## What is required
Reproduce the post's passage starting with "I delayed the" and going on through "between different registers.", renaming "experiments" to "investigations" throughout.

BoW part 2: gather/manifest submission

[edit, 28/ July: I updated and included links to a new concept map; and to a discussion that points towards Research on the theory/concept of how ‘material’ is engaged with here and what that means for the materiality of the project; I also included headings to orientate the reader better]

I have struggled (or am struggling) a little to delineate the materials that form part of this submission: they are extensive, a little excessive even and their form seems indeterminate. Part of the point where I am at now is to consider this struggle as useful. So: here it is.

I delayed the submission for a couple of months as I felt I didn’t have enough materials to point towards the manifestations that I was intent on exploring. The range of experiments and pursuits since the first assignment is relatively vast (but, perhaps along what marked D2, I am wondering what constitutes Drawing, even in an expanded field). However: what it contains and does pursue are questions over performance, over drawing/contact, the concept map from A1 but also questions over audience, relationship between artwork and author/audience. It also takes serious the focus on the small and intimate (both in encounter, but also perhaps in subject matter). It also has pursued and clarified further the ideas around near space, the sensorial and a shifting and moving between different registers.

So, what this post will try to achieve is to delineate the (leaky) container of my current sketchbook and to offer some routes into the material for discussion and a round of critique before focussing in further.

Material explorations (1: performance/ social)

## Data shown
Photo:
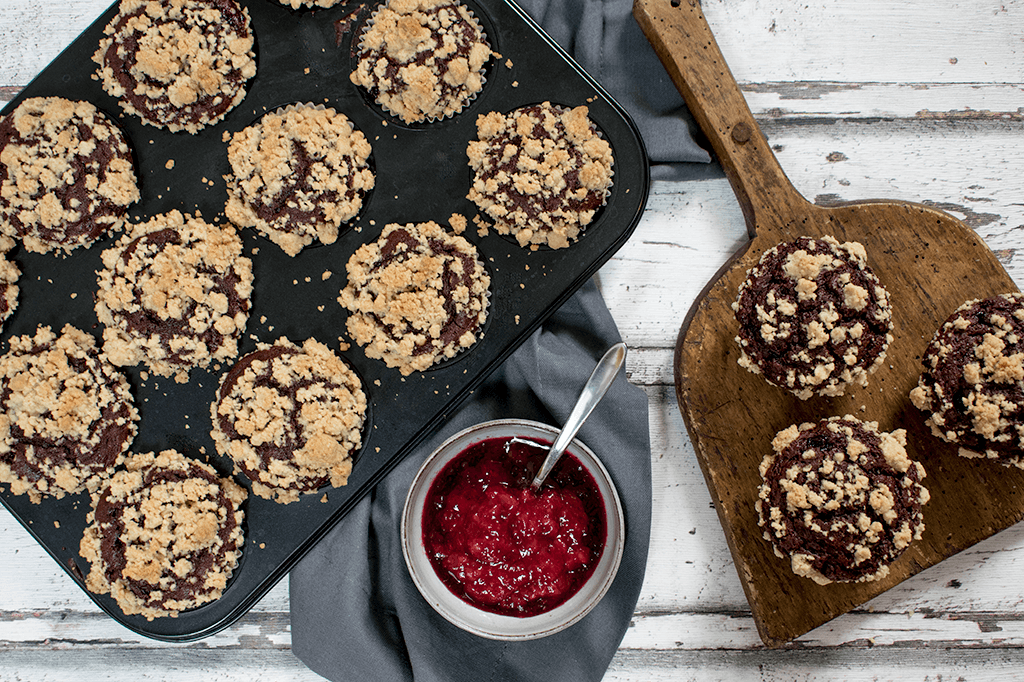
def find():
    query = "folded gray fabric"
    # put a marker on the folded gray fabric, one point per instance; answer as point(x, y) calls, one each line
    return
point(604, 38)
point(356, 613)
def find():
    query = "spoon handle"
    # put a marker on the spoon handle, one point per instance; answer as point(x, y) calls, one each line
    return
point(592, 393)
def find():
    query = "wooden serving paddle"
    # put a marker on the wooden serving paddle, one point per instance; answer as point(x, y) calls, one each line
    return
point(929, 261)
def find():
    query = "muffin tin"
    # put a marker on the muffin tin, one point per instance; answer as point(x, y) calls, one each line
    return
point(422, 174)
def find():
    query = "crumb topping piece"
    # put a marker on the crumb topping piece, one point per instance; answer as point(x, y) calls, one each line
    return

## Output of the task
I delayed the submission for a couple of months as I felt I didn’t have enough materials to point towards the manifestations that I was intent on exploring. The range of investigations and pursuits since the first assignment is relatively vast (but, perhaps along what marked D2, I am wondering what constitutes Drawing, even in an expanded field). However: what it contains and does pursue are questions over performance, over drawing/contact, the concept map from A1 but also questions over audience, relationship between artwork and author/audience. It also takes serious the focus on the small and intimate (both in encounter, but also perhaps in subject matter). It also has pursued and clarified further the ideas around near space, the sensorial and a shifting and moving between different registers.